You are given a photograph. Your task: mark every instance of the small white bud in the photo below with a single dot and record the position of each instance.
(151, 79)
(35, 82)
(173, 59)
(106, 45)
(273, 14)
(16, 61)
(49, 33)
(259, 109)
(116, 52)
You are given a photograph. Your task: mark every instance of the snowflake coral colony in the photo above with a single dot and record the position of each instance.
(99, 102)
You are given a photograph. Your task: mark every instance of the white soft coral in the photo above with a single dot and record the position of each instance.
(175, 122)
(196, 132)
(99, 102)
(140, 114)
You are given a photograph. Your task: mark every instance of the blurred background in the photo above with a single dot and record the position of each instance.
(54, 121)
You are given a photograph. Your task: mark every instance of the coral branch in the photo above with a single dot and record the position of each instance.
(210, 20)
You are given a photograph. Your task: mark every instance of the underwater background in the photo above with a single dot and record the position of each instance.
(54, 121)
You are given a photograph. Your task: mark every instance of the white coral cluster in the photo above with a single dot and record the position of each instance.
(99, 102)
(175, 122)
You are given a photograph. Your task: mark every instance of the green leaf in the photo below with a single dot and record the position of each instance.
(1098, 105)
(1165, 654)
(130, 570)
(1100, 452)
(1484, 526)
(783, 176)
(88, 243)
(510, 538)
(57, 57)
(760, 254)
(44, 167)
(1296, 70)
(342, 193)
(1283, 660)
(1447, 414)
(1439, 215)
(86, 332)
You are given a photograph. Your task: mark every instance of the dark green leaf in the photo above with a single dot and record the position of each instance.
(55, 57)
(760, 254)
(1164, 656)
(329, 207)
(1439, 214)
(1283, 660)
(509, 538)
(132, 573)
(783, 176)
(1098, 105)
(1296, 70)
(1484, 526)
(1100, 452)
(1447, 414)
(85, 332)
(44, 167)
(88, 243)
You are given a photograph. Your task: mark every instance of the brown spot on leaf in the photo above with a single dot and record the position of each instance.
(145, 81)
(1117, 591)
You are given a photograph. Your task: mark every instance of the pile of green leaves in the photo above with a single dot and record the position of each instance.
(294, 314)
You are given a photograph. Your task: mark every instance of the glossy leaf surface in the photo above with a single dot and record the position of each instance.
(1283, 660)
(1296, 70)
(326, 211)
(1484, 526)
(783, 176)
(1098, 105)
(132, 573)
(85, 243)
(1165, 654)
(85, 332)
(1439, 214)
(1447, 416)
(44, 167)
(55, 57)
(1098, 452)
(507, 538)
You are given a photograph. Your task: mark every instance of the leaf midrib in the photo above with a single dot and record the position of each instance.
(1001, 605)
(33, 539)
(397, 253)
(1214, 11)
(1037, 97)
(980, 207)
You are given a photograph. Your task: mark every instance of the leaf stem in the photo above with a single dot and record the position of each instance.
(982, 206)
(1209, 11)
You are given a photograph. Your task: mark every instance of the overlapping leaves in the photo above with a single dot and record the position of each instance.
::::
Beginning at the line that contains "of the brown", retype each line of the listing up to and including the last one, exactly as it stands, and nothing else.

You are given a photograph. Your task: mark every instance of the brown spot on leaf in the photo above with a single dot and record the position of each instance.
(145, 81)
(1117, 591)
You are given a photograph. Your task: mark every instance of the pile of green leaves in the photo above with a single dot and record the position of each instance.
(294, 314)
You are given a photograph. Your task: mark every instance of the glossy leaf surface in the photo above with a single dot and record the position of each instance.
(1283, 660)
(1296, 70)
(326, 211)
(1484, 526)
(783, 176)
(1098, 105)
(132, 573)
(85, 243)
(1165, 654)
(85, 332)
(1439, 214)
(1447, 416)
(44, 167)
(55, 57)
(1098, 452)
(507, 538)
You are given a photograph. Your task: mark every instance of the leaf midrib in the photo above with a single dot and record the position of each instance.
(1001, 605)
(33, 539)
(397, 253)
(1214, 11)
(1037, 97)
(980, 207)
You are given a photograph. Your task: mark every instance of the leaf stem in the photo above with a single dot and record the position of each instance.
(982, 206)
(1209, 11)
You are given a photograph. Your task: mark every instance of the overlapping leaves in the photo above with a single dot and record the position of each instance.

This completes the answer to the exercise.